## What the task asks
Please pick up the intro to the Python numerical stack below, which comes before the listing, and continue it from its last line.

#  An intro to the Python numerical stack

In [None]:
# The %... is an iPython thing, and is not part of the Python language.
# In this case we're just telling the plotting library to draw things on
# the notebook, instead of on a separate window.
%matplotlib inline 
#this line above prepares IPython notebook for working with matplotlib

# See all the "as ..." contructs? They're just aliasing the package names.
# That way we can call methods like plt.plot() instead of matplotlib.pyplot.plot().

import numpy as np # imports a fast numerical programming library
import scipy as sp #imports stats functions, amongst other things
import matplotlib as mpl # this actually imports matplotlib
import matplotlib.cm as cm # allows us easy access to colormaps
import matplotlib.pyplot as plt #sets up plotting under plt
import pandas as pd #lets us handle data as dataframes
#sets up pandas table display
pd.set_option('display.width', 500)
pd.set_option('display.max_columns', 100)
pd.set_option('display.notebook_repr_html', True)

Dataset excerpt
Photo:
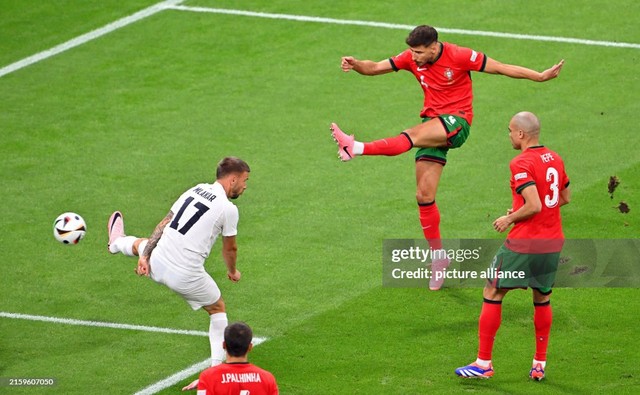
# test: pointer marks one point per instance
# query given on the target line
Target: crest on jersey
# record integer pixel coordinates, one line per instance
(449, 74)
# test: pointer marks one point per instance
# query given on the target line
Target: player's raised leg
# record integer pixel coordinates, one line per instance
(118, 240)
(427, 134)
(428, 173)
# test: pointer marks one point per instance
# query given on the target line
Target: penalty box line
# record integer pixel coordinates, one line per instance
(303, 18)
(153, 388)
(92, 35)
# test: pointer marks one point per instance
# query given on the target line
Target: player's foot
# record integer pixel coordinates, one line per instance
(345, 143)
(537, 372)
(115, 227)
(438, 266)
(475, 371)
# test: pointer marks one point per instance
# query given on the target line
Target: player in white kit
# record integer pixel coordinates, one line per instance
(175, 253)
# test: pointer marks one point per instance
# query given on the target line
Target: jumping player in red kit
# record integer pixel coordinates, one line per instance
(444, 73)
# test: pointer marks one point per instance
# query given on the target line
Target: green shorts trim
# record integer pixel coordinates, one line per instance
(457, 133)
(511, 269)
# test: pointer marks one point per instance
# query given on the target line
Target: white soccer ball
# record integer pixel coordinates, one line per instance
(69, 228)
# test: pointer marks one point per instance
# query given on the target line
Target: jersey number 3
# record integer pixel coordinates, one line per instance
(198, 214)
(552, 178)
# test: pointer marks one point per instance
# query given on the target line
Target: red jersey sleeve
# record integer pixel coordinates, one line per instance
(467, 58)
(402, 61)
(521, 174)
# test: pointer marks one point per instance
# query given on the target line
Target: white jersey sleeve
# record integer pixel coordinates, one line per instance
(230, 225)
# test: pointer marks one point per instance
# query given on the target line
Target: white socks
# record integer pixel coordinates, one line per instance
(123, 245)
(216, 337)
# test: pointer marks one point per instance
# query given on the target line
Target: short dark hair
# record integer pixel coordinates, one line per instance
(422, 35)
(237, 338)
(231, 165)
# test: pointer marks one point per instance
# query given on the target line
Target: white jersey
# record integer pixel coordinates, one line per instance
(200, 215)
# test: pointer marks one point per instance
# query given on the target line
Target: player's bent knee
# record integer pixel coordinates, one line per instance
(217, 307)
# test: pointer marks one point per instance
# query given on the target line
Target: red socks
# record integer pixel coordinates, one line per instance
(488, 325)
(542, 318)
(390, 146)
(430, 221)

## Output of the exercise
import seaborn as sns #sets up styles and gives us more plotting options

## Pandas 

Here is a cheatsheet for Pandas you night find useful: https://drive.google.com/folderview?id=0ByIrJAE4KMTtaGhRcXkxNHhmY2M&usp=sharing

### Reading data in from a file

A lot of the data out there in the world is in CSV files. If not, it can be put into a CSV file unless its too big. If its too big, its probably in a database where it looks like a CSV file.

What do we mean  when we say that it looks like a CSV file? We mean that its **rectangular**.  That is, there are some features/variables/co-variates of the data in columns, with observations in rows. These observations constitute a **sample** of the data, where we generally assume that the sample is drawn from the entire universe of possible observations of this type.

Here we read in some car data (from R) from a CSV file. Note that CSV files can be output by any spreadsheet software, and are plain text, so make a great way to share data.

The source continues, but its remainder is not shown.